EXERCISE DIRECTIONS: Can you turn every line of the items below into a numbered list, skipping blank lines and leaving out the pictures?

ENTRIES SHOWN:
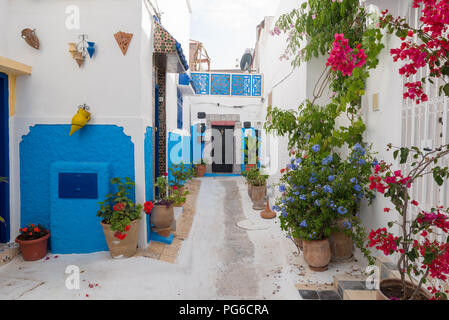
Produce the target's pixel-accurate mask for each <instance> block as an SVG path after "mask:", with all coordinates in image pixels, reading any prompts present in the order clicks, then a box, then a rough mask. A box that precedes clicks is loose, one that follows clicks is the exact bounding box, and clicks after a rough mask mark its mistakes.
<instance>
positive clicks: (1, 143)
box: [0, 73, 10, 242]
mask: <svg viewBox="0 0 449 320" xmlns="http://www.w3.org/2000/svg"><path fill="white" fill-rule="evenodd" d="M0 177H5V178H7V179H8V180H9V89H8V76H7V75H6V74H4V73H0ZM0 216H1V217H2V218H3V219H4V220H5V223H0V242H9V240H10V229H9V184H7V183H0Z"/></svg>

SOLUTION FOR THIS EXERCISE:
1. Produce the target's pixel-accurate mask for each <instance> block as an SVG path after "mask:", with all coordinates in image pixels, reading any prompts present in the order clicks, then a box, then a rough mask. A box that precedes clicks is loose, one that follows clicks is the exact bounding box, and clicks after a rough mask mark its mistakes.
2. <instance>
3. positive clicks: (1, 143)
4. box: [0, 73, 10, 242]
5. mask: <svg viewBox="0 0 449 320" xmlns="http://www.w3.org/2000/svg"><path fill="white" fill-rule="evenodd" d="M0 177H5V178H7V179H8V180H9V89H8V76H7V75H6V74H4V73H0ZM0 216H1V217H2V218H3V219H4V220H5V223H0V242H9V240H10V229H9V184H7V183H0Z"/></svg>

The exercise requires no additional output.